**Task objective**.
What you return must be an exact copy of the lines in the listing below between the line holding "[[882, 353], [321, 832]]" and the line holding "[[519, 535], [652, 346]]", inclusive, and nothing more.
[Start of section]
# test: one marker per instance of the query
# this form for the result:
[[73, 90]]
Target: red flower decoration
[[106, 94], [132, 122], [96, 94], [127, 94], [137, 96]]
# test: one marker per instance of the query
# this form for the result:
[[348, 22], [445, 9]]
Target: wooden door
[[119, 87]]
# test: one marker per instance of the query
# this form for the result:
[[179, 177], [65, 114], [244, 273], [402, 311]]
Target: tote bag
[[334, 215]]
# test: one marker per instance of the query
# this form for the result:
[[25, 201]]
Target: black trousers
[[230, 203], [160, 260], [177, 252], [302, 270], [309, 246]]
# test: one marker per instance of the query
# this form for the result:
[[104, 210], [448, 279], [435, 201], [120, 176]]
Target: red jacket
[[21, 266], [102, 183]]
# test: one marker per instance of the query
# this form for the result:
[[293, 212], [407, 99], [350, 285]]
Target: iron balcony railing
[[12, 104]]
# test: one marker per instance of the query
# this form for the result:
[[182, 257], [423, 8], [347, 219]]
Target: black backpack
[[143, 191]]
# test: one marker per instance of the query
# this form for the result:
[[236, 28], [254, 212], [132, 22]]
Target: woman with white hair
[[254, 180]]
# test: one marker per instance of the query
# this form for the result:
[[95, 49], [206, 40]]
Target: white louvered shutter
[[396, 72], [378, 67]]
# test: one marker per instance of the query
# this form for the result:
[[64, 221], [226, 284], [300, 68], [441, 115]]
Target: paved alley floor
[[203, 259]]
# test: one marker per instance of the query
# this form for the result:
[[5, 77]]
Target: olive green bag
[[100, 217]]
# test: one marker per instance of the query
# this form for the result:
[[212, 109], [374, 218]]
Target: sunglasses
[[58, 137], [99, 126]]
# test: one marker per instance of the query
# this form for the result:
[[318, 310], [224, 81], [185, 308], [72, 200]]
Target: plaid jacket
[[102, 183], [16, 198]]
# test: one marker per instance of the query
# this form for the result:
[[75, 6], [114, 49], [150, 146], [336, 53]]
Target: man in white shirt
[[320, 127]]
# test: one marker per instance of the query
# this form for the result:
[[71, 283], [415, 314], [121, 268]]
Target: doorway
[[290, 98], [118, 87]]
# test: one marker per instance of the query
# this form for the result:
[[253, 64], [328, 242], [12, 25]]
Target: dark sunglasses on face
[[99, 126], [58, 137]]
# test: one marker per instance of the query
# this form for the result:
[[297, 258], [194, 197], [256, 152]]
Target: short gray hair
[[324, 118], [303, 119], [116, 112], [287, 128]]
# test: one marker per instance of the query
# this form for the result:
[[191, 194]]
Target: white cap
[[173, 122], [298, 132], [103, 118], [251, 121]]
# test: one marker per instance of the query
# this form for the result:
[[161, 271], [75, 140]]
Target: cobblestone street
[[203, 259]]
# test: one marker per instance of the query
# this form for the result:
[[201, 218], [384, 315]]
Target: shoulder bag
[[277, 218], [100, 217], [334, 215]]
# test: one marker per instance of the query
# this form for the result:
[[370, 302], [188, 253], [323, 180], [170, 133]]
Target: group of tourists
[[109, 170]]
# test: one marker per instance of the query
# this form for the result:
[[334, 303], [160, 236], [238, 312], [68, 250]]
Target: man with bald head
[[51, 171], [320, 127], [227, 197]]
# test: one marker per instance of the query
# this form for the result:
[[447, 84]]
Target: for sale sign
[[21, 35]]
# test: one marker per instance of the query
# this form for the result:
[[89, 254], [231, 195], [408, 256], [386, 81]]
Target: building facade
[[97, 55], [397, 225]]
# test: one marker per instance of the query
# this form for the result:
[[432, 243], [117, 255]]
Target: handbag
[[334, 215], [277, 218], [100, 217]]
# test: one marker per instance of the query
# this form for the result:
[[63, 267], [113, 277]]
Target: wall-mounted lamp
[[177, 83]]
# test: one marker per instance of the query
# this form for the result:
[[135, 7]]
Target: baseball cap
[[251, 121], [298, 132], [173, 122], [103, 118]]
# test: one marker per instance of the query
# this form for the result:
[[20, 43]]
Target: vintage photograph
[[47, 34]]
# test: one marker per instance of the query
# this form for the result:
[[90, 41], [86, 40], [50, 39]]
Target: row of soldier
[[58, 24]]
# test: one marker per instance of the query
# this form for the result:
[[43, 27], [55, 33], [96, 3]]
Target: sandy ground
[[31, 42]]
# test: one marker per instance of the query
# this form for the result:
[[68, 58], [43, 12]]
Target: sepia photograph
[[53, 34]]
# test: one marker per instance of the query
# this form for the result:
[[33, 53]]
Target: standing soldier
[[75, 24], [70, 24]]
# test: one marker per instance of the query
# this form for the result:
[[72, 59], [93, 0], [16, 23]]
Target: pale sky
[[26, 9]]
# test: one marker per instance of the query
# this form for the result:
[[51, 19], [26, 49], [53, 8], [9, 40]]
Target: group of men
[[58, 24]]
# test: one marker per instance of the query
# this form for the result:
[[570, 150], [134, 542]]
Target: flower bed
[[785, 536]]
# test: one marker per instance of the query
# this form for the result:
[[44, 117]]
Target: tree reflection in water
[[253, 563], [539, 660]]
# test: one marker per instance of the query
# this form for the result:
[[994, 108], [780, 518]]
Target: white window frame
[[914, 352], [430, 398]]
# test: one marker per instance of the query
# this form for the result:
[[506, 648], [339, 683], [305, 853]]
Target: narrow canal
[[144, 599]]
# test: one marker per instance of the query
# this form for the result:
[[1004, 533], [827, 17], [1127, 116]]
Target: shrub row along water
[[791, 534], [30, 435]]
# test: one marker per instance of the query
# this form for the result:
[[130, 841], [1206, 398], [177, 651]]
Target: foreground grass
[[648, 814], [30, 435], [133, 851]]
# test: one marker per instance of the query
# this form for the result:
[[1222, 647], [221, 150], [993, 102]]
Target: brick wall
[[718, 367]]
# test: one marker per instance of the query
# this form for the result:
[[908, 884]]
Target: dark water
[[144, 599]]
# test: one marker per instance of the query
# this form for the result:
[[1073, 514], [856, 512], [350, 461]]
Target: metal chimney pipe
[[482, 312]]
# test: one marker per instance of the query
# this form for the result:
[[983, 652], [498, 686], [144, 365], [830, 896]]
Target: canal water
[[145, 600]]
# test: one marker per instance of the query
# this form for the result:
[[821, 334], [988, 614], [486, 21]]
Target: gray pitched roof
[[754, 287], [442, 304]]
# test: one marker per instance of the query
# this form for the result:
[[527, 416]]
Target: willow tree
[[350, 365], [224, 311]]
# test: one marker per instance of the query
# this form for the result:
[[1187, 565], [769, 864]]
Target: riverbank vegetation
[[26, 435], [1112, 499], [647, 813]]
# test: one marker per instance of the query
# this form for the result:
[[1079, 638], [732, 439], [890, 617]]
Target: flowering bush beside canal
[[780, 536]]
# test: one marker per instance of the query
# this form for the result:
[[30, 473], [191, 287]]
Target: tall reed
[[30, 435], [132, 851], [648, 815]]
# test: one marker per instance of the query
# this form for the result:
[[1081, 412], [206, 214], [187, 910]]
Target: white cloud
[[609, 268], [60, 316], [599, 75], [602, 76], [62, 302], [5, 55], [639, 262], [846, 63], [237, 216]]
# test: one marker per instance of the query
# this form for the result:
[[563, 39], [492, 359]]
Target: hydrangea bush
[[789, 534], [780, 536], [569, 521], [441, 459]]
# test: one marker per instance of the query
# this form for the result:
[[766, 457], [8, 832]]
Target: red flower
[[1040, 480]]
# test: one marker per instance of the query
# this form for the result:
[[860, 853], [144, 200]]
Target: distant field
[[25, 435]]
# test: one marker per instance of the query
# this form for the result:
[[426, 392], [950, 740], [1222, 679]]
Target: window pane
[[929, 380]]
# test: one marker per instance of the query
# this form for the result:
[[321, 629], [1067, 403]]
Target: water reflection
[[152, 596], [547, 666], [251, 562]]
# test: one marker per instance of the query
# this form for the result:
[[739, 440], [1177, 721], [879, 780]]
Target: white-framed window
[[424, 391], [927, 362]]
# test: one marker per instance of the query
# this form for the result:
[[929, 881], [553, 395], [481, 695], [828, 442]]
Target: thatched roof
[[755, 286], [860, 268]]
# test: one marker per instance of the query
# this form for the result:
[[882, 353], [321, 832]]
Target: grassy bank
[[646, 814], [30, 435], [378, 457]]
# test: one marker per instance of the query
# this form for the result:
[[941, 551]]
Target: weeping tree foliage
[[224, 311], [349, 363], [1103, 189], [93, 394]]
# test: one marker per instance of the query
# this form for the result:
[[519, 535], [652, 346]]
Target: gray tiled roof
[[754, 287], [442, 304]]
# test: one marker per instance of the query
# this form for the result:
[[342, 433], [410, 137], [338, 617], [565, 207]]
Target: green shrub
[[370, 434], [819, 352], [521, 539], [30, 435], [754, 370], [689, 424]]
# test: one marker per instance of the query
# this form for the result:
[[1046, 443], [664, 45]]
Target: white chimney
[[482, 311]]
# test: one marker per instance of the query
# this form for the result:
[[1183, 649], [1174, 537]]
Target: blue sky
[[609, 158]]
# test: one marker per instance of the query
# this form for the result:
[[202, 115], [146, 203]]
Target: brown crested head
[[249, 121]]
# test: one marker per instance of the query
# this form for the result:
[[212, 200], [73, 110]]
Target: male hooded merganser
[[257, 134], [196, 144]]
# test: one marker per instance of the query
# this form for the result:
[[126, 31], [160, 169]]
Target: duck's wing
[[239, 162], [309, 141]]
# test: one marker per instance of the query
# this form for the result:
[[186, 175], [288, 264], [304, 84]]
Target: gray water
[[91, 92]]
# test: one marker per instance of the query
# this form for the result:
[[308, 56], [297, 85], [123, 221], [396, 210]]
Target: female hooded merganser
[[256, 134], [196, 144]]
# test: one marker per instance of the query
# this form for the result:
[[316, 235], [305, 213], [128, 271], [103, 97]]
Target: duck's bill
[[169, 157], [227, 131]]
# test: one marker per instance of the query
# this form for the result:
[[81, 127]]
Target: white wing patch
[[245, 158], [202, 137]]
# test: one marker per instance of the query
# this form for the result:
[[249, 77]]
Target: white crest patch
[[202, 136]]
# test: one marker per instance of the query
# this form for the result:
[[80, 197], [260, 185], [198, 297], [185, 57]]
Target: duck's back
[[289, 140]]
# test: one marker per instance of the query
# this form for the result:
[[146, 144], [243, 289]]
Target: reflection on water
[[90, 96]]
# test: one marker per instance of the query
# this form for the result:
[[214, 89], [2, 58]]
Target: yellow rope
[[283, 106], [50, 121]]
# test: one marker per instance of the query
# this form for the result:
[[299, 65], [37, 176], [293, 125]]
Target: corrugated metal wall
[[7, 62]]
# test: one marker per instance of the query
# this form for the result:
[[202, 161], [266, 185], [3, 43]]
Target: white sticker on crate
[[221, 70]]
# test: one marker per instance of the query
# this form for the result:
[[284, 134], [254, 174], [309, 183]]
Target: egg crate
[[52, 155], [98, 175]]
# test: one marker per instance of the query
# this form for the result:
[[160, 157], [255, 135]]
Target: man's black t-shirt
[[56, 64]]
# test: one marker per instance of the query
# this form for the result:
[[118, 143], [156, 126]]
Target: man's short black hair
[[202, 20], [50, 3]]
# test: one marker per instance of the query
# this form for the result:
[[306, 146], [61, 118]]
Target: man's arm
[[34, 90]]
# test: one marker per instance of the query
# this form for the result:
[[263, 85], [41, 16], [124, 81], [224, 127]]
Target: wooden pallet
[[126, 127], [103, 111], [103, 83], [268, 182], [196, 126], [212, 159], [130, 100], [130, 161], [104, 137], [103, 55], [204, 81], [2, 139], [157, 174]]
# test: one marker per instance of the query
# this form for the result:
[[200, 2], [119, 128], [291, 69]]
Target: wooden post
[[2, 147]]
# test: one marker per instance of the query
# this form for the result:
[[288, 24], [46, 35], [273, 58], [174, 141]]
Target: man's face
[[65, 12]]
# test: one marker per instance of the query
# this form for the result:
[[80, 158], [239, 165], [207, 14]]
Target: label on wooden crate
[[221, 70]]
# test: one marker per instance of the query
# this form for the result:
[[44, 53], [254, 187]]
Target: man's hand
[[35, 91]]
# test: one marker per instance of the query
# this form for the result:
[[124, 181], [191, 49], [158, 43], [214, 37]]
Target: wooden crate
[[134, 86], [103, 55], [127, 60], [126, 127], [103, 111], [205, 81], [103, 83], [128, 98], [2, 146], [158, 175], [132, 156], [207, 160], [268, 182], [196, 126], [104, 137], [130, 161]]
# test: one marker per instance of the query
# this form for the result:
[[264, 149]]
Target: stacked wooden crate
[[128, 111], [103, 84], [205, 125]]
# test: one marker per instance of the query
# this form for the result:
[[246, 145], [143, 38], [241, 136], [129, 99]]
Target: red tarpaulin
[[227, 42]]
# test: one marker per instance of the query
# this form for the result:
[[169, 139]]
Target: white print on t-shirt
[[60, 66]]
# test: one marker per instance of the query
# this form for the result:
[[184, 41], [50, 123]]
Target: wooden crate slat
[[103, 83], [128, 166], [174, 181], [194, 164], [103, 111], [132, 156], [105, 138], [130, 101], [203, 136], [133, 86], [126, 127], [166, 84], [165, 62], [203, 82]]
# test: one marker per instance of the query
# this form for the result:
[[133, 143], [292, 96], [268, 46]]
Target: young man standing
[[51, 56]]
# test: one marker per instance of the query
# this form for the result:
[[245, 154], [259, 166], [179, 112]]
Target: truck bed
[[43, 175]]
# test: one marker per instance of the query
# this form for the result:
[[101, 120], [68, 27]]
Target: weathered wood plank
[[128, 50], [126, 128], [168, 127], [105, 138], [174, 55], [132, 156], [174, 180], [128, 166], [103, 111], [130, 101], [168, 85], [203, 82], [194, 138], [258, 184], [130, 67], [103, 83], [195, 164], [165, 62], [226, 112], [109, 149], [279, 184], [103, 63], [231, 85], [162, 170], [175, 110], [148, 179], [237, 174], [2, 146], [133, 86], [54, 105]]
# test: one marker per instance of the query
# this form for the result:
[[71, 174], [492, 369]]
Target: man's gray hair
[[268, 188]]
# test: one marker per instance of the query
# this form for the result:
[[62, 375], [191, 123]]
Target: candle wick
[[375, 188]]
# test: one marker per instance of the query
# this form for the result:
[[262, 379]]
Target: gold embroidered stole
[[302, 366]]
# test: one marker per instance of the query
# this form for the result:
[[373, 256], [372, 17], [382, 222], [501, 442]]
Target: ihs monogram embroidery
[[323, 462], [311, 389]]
[End of section]
**Exercise output**.
[[882, 353], [321, 832]]
Target: grassy bank
[[646, 814], [30, 435], [378, 457]]
# test: one marker per instance of the query
# this form for the result:
[[941, 551]]
Target: weeping tree foliage
[[224, 311], [349, 363], [1103, 189], [93, 394]]
# test: one marker per instance of the query
# this form for the result:
[[519, 535], [652, 346]]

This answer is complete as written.